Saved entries

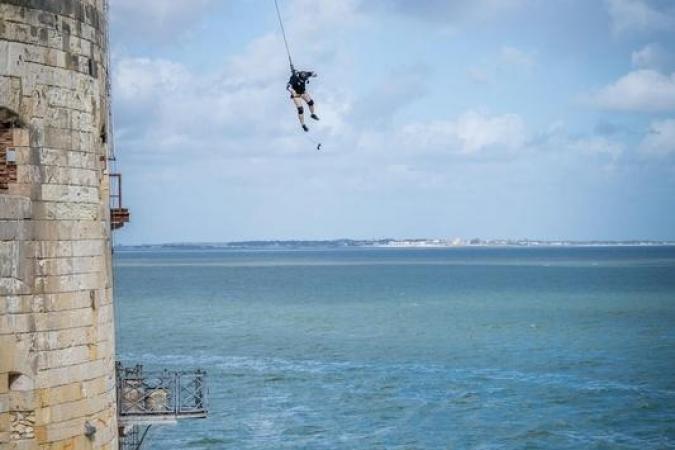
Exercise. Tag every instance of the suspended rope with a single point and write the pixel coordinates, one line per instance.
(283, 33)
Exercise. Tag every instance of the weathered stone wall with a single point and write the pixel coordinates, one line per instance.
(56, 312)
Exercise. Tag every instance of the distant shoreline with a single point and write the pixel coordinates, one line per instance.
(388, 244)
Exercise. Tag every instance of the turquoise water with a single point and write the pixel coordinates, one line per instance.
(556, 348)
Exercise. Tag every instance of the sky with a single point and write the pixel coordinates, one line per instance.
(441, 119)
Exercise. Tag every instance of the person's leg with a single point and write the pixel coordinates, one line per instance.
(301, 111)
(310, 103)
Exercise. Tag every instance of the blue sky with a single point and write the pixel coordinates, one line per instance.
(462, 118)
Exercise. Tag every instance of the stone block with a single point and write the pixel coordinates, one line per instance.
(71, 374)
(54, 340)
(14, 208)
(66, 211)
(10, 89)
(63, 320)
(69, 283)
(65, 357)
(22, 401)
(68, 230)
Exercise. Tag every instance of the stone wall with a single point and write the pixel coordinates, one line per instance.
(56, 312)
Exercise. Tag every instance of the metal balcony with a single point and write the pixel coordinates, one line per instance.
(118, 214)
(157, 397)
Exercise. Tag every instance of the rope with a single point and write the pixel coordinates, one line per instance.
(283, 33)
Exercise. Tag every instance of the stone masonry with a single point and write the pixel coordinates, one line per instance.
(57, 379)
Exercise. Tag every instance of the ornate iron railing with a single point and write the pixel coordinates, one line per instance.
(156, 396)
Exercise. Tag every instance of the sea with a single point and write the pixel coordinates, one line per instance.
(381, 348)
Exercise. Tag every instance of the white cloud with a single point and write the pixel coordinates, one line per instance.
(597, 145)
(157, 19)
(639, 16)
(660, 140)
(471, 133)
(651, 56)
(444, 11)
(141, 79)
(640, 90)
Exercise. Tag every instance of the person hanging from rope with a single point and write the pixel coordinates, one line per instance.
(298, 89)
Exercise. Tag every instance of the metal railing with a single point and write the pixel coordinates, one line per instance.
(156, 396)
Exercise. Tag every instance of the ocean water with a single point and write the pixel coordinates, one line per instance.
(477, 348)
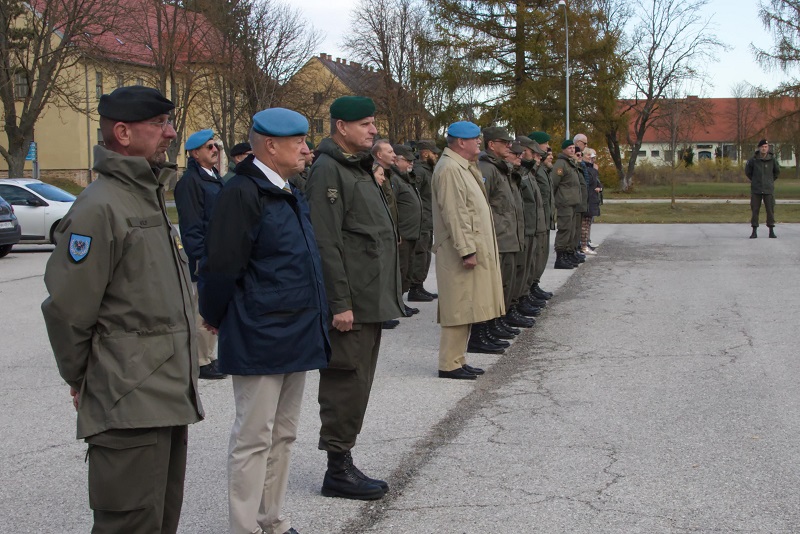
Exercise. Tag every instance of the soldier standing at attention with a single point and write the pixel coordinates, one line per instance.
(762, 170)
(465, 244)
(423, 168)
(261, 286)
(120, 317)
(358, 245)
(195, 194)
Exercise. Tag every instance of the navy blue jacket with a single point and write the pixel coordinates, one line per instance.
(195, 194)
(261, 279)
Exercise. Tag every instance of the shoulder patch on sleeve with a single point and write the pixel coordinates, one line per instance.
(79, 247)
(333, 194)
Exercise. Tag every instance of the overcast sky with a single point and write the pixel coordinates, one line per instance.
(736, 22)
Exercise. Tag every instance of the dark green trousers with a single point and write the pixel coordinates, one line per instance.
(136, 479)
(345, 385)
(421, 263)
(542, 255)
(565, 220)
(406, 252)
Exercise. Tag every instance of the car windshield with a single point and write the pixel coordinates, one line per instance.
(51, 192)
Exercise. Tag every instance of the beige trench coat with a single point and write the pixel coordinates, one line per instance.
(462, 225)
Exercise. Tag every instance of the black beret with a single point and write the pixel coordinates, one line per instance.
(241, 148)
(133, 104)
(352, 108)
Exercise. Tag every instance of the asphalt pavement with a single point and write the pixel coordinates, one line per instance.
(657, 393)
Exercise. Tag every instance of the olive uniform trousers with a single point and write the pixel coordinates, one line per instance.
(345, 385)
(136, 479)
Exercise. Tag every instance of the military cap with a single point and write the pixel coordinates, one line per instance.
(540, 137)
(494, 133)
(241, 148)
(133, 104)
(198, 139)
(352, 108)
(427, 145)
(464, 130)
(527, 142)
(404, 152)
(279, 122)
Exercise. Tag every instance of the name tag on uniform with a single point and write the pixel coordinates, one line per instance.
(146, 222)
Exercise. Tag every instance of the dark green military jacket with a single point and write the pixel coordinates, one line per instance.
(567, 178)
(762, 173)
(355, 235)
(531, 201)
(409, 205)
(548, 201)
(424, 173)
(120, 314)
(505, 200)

(Exercise directions)
Each entry above should be copied exactly. The pictures should not.

(Exercise answer)
Exercise. Tag every instance of the suspended rope with a single point and write the pixel coordinates, one line per instance.
(283, 33)
Exercise. Tag every instance of the weathered stone wall with a single point and write the pixel coordinates, one line per instance.
(56, 312)
Exercise. Tag every instance of the distant shoreline with a single point and write the pixel coordinates, one line per instance.
(388, 244)
Exercise. Tag every instance of the turquoise water with a single point and write the pixel coordinates, one line per instance.
(556, 348)
Exercise. Tag every instance of the sky with a single point and write the pixel coordinates, one line per instance.
(441, 119)
Exercise. Tag every instance of the person's leg with a single point and write the pixel coordinates, one line per instance.
(301, 111)
(310, 103)
Exercise. Tag every instance of the blue sky with a single point and write the pixel coordinates, one line per instance.
(462, 118)
Exercise. Tag every instance of the stone block with a single point and write the pixel coordinates, one line per instance.
(71, 374)
(54, 340)
(14, 208)
(66, 211)
(10, 89)
(63, 320)
(69, 283)
(65, 357)
(22, 401)
(68, 230)
Exercise. Tag every instance of the stone wall with a single point and write the pixel coordinates, one line per instance.
(56, 312)
Exercise. Tag every instance of the metal balcony with a single point and write the pixel coordinates, one line per instance.
(118, 214)
(157, 397)
Exercise. Tag every instance of the rope with a single point and write the pixel coordinates, one line per instance.
(283, 33)
Exercise. Tag every instance of the stone masonry with a single point and write the pixel coordinates, one line per instance.
(57, 379)
Exercise. Tag every instance of the ornate iron railing with a single point and write the pixel coordinates, one line per instance.
(156, 396)
Exercise. Tag every instance of the sea with a single point and write the pixel coordinates, one line per instance.
(381, 348)
Exercise. Tag every instance of the white cloud with a single point and write the pixel coordinates, one line per instance.
(597, 145)
(157, 19)
(639, 16)
(660, 140)
(471, 133)
(651, 56)
(444, 11)
(141, 79)
(640, 90)
Exercise. Tag every instance of the person hanging from rope with a single point and write the pixel coordinates, one line per instance.
(298, 89)
Exercise. Tag every instance of the metal railing with a single point and write the pixel coordinates, one line per instance.
(156, 396)
Exercise. Tag every instance of the ocean water with a single point and write the pixel coordinates, one line per instance.
(477, 348)
Exercise. Tag every instance of the soldier standing at attention with a single point and write the pixel coordinates, one line per instance.
(762, 170)
(465, 244)
(423, 168)
(261, 286)
(120, 317)
(358, 245)
(195, 194)
Exercise. Tag every instance of the navy blue jacket with a single point and write the pixel coordinates, one line per instance.
(195, 194)
(261, 279)
Exercise. Tag every instance of the shoulder patch on sleeve with a single point and write the pixel coordinates, one line per instance.
(79, 247)
(333, 194)
Exercise. Tag every instance of the overcast sky with a single point and write the pixel coordinates, one line per instance.
(736, 22)
Exercise. Tag every instance of the dark green trousers with a single point and write the pixel coordinates, one line per instance.
(136, 479)
(345, 385)
(421, 263)
(542, 255)
(565, 220)
(406, 252)
Exercise. Tag every instance of the car windshield with a single point and write the pixel coordinates, one line per instance.
(51, 192)
Exercise. Tag every instance of the beige trench coat with a single point and write the pixel coordinates, one line per instance.
(462, 225)
Exercise. Tag every instance of the black beret with a single point and write the pixel coordinates, one line per instance.
(241, 148)
(133, 104)
(352, 108)
Exercise. Tag every instance of the asphalt pavement with a single point and write the pixel coordinates, one line per instance.
(657, 393)
Exercise. Tag every instance of the olive uniform trousers with a single point and write the pixel coordinates, one line per instance.
(345, 385)
(136, 479)
Exercise. Tag every instance of the military cap with a single point and write the pixel coordinates, one line per instance.
(540, 137)
(494, 133)
(241, 148)
(133, 104)
(198, 139)
(352, 108)
(427, 145)
(464, 130)
(527, 142)
(404, 152)
(279, 122)
Exercise. Tag every instance of the name tag on uniform with a single point and write the pixel coordinates, one line per instance.
(146, 222)
Exercise. Tag every instance of the dark green military jacket with a single point and write the pixel coordinates, one line per instance.
(567, 178)
(762, 173)
(355, 235)
(531, 201)
(409, 205)
(548, 201)
(424, 173)
(120, 314)
(505, 200)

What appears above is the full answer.